- [Listing]:
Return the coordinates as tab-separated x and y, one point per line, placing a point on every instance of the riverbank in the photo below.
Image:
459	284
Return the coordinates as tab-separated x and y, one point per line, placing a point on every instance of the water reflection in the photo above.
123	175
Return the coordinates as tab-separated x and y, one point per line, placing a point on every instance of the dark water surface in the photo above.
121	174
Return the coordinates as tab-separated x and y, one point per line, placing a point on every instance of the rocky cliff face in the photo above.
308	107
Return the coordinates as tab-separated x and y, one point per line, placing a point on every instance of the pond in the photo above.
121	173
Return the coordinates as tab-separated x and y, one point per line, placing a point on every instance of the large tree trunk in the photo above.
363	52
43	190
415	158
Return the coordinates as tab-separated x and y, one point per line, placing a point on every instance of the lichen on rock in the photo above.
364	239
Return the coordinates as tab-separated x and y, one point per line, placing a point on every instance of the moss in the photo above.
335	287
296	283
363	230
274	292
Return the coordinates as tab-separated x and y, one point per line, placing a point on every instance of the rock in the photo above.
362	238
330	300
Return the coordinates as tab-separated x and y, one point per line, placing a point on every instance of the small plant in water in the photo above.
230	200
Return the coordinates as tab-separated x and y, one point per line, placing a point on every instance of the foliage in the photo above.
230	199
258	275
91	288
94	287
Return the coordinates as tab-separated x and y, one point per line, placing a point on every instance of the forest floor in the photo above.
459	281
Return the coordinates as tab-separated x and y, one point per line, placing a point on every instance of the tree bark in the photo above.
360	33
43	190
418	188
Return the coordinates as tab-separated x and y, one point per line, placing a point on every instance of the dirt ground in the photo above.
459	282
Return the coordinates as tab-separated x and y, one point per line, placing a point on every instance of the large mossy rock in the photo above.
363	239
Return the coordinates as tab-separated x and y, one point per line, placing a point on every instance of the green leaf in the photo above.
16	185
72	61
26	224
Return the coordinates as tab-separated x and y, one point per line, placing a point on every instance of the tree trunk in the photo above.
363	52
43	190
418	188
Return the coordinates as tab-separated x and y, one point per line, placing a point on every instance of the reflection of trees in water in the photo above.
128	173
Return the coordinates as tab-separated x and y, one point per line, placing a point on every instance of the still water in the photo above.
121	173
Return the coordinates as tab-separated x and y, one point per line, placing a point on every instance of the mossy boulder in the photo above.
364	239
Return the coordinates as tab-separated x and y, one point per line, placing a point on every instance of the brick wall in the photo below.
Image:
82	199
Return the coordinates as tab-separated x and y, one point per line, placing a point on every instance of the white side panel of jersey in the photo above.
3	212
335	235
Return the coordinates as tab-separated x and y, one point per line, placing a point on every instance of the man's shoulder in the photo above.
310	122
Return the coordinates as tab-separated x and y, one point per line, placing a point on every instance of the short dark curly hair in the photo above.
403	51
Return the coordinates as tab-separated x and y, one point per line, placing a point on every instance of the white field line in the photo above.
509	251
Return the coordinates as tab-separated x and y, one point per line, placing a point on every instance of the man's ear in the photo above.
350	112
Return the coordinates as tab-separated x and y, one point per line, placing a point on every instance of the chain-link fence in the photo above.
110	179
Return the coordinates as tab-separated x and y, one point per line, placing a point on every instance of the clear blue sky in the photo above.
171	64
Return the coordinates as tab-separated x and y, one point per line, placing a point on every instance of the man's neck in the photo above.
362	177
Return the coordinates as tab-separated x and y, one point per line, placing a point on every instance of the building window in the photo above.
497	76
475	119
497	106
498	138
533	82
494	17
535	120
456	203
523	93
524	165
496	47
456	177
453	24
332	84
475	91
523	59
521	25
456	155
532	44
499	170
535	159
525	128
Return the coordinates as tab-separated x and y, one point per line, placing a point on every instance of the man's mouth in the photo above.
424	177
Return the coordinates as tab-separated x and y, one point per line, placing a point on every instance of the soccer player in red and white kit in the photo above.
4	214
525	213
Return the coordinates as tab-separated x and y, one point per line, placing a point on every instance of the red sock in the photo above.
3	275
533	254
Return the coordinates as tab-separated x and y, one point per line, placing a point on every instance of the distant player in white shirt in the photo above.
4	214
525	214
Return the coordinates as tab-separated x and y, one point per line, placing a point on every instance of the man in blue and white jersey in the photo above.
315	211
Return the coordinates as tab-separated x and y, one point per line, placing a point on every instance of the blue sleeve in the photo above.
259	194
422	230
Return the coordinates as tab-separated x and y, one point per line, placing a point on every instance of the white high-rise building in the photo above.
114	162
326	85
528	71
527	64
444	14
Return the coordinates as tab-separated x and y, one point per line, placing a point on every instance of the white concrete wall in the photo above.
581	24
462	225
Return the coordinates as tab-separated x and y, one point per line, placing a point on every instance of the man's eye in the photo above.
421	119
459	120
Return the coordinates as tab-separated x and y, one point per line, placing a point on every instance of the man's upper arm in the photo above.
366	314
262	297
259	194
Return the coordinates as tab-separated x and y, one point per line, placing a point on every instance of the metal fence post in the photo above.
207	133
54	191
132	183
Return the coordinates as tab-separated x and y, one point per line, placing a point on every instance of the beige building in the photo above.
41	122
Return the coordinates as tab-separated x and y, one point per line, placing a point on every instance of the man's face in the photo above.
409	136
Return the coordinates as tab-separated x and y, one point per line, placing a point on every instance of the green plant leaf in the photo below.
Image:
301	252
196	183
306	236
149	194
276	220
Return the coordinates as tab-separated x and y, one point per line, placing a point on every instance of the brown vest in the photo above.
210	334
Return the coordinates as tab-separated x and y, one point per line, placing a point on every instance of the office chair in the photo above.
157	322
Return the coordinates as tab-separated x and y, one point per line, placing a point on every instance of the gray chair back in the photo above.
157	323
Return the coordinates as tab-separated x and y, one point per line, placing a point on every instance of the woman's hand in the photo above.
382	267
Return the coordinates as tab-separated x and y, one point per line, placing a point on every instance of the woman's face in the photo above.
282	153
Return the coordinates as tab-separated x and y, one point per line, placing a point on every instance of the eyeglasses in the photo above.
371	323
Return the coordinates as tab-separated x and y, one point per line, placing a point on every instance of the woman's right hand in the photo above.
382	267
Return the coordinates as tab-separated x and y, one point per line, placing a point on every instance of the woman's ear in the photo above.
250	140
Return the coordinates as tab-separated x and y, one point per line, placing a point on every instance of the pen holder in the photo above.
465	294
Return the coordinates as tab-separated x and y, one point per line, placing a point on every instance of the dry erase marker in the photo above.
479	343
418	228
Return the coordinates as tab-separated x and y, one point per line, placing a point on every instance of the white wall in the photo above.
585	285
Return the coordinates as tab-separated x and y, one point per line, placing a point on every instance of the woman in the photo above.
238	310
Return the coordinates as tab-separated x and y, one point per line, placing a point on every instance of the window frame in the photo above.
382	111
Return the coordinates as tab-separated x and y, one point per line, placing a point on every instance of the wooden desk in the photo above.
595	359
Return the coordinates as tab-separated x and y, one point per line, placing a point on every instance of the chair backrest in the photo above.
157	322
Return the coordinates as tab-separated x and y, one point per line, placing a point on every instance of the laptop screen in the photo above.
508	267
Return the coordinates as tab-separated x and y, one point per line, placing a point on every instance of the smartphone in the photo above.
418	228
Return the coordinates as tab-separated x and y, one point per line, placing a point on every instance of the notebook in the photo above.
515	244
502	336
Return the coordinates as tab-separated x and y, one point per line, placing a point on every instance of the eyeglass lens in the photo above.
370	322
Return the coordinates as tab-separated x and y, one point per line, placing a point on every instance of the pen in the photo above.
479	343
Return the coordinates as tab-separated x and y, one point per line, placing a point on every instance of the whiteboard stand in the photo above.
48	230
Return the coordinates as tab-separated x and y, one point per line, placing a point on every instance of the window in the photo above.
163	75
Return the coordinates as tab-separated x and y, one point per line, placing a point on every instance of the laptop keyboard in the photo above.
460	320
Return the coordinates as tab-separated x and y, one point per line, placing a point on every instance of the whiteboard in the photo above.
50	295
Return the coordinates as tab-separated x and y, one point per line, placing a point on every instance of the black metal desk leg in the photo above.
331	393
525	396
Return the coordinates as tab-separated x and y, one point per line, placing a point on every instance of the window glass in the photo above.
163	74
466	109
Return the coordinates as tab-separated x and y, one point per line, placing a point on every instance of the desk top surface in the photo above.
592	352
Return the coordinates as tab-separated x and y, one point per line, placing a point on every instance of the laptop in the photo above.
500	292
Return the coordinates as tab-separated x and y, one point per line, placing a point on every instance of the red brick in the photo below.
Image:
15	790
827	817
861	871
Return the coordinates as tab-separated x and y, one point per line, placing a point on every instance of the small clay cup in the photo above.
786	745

- [Exercise aim]:
Your task is to output exactly the lines running from the one with "whiteboard in the photo above." through the final line of the material above, with both ends included.

- [Task result]:
Return the coordinates as tab-separated x and y, one point per line, placing a point on every instance of the whiteboard in the photo above.
50	295
Return the coordinates as tab-separated x and y, one point per line, placing a point on every instance of the black metal desk leg in the photo above.
331	393
525	396
Return the coordinates as tab-separated x and y, one point per line, placing a point on every instance of the window glass in the photo above.
163	74
466	109
Return the coordinates as tab-separated x and y, one point per line, placing a point on every instance of the desk top surface in the photo above.
592	352
Return the coordinates as tab-separated x and y, one point per line, placing a point on every instance of the laptop in the photo above.
500	292
Return the coordinates as tab-separated x and y, one point per line, placing a point on every instance of the red brick in the photo below.
Image:
15	790
827	817
861	871
Return the coordinates as tab-separated x and y, one point per line, placing a point on every instance of the small clay cup in the photo above.
786	745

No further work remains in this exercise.